Once everyone starts earning money, everyone dreams of buying their own house. But with increasing real estate prices you may not be able to put the whole money for the house yourselves. You will have to get a mortgage to get the money you need to fulfil your dream. A few years ago, there was only one type of mortgage called Fixed Rate Mortgage. But today a lot of plans are available and you can choose the mortgage type that suits you best financially. Here the two most common mortgage types, the Fixed Rate Mortgage or FRM and Adjustable Rate Mortgage or ARM are discussed.

Fixed Rate Mortgage

Fixed rate mortgage is what the name suggests. The rate of interest is fixed for the whole period of your loan. The fixed rate mortgage can be got for different terms and it denotes the period of time the mortgage contract is in place. The loan has to be paid in full at the end of the mortgage term. The monthly payment has to be increased as the term decreases. But the good thing is that the mortgage rates are lower in shorter terms. With fixed rates you do not have to worry about the fluctuating rates in the market. The mortgage rate for you is set in stone on the day you get your money and never go up or down. There are different terms available like 10, 15, 20 and 30 year plans. The plans vary with different companies.

ENTRIES SUPPLIED →
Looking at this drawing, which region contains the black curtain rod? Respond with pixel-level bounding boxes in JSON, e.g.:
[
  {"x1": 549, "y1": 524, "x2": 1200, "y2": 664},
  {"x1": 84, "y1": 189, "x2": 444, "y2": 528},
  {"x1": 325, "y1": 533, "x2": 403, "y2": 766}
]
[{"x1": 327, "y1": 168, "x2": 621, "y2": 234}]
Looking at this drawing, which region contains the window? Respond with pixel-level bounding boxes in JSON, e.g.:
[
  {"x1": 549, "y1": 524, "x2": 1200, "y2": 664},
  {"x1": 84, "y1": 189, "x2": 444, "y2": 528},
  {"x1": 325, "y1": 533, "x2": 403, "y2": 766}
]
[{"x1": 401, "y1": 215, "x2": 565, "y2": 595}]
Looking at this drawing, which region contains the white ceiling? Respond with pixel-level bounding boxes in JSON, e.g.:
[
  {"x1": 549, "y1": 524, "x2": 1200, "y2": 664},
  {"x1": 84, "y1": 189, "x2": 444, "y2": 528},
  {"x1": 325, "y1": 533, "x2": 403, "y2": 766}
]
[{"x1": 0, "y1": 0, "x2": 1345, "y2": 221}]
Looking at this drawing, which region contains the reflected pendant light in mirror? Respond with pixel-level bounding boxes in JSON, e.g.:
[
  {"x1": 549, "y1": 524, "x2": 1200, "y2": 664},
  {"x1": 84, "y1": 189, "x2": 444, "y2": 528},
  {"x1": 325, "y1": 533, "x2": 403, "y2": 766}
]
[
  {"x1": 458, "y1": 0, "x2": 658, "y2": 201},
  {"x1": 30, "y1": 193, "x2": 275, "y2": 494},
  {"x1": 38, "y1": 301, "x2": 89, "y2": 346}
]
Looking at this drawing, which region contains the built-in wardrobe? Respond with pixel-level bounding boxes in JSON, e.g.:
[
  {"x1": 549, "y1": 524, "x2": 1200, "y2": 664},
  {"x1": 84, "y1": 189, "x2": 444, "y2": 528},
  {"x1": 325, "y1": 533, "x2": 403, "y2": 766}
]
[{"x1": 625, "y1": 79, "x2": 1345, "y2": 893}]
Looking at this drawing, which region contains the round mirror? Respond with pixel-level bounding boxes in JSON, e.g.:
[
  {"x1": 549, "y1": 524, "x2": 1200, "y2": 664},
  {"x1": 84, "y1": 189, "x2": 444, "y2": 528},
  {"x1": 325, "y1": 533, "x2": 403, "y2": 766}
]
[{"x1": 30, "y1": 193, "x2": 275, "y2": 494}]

THE TASKS →
A – Reproduce all of the records above verbatim, from the first record to the last.
B – Continue the passage on fixed-rate and adjustable-rate mortgages from the point at which it stops.

RESPONSES TO THE EXERCISE →
A –
Looking at this drawing, which region contains the black curtain rod? Respond with pixel-level bounding boxes in JSON, e.g.:
[
  {"x1": 549, "y1": 524, "x2": 1200, "y2": 664},
  {"x1": 84, "y1": 189, "x2": 444, "y2": 528},
  {"x1": 325, "y1": 533, "x2": 403, "y2": 766}
]
[{"x1": 327, "y1": 168, "x2": 621, "y2": 234}]
Looking at this drawing, which region contains the window? Respond with pixel-level bounding boxes in JSON, e.g.:
[
  {"x1": 549, "y1": 524, "x2": 1200, "y2": 664},
  {"x1": 84, "y1": 189, "x2": 444, "y2": 528},
  {"x1": 325, "y1": 533, "x2": 403, "y2": 766}
]
[{"x1": 401, "y1": 215, "x2": 565, "y2": 595}]
Looking at this drawing, which region contains the white ceiling? Respond with pixel-level bounding boxes in JSON, e.g.:
[
  {"x1": 549, "y1": 524, "x2": 1200, "y2": 664},
  {"x1": 84, "y1": 189, "x2": 444, "y2": 528},
  {"x1": 325, "y1": 533, "x2": 403, "y2": 766}
]
[{"x1": 0, "y1": 0, "x2": 1345, "y2": 221}]
Looking at this drawing, which region contains the reflected pendant light in mirror? Respond with pixel-level bounding boxes in JSON, e.g.:
[
  {"x1": 549, "y1": 524, "x2": 1200, "y2": 664},
  {"x1": 84, "y1": 189, "x2": 444, "y2": 528},
  {"x1": 325, "y1": 533, "x2": 403, "y2": 766}
]
[
  {"x1": 458, "y1": 0, "x2": 658, "y2": 201},
  {"x1": 30, "y1": 193, "x2": 275, "y2": 494},
  {"x1": 38, "y1": 301, "x2": 89, "y2": 346}
]
Looking at this drawing, which region contains the built-in wardrobe? Respond with pixel-level bounding boxes in JSON, e.g.:
[
  {"x1": 549, "y1": 524, "x2": 1200, "y2": 664},
  {"x1": 84, "y1": 189, "x2": 444, "y2": 528},
  {"x1": 325, "y1": 533, "x2": 403, "y2": 766}
]
[{"x1": 625, "y1": 79, "x2": 1345, "y2": 893}]
Looking at this drawing, which region contains the round mirror? Respond with pixel-level bounding boxes in JSON, e.g.:
[
  {"x1": 549, "y1": 524, "x2": 1200, "y2": 664},
  {"x1": 84, "y1": 189, "x2": 444, "y2": 528},
  {"x1": 325, "y1": 533, "x2": 403, "y2": 766}
]
[{"x1": 30, "y1": 193, "x2": 275, "y2": 494}]

B –
Adjustable Rate Mortgages

The Adjustable Rate Mortgage is also what the name exactly suggests. The rate of interest varies during the lifetime of your mortgage. The rate of interest is usually lower than the fixed rate mortgage as there is a chance of the mortgage rates increasing over a long time. In adjustable rate mortgage, it remains fixed for a particular amount of time. The interest increases after the particular time based on a set formula. Also after the particular period, the interest rate increases annually based on the formula. The mortgage rates increase annually until the loan amount is paid in full. Adjustable Rate Mortgage also comes in different plans and 3 year ARM, 5 year ARM and 7 year ARM are the most common.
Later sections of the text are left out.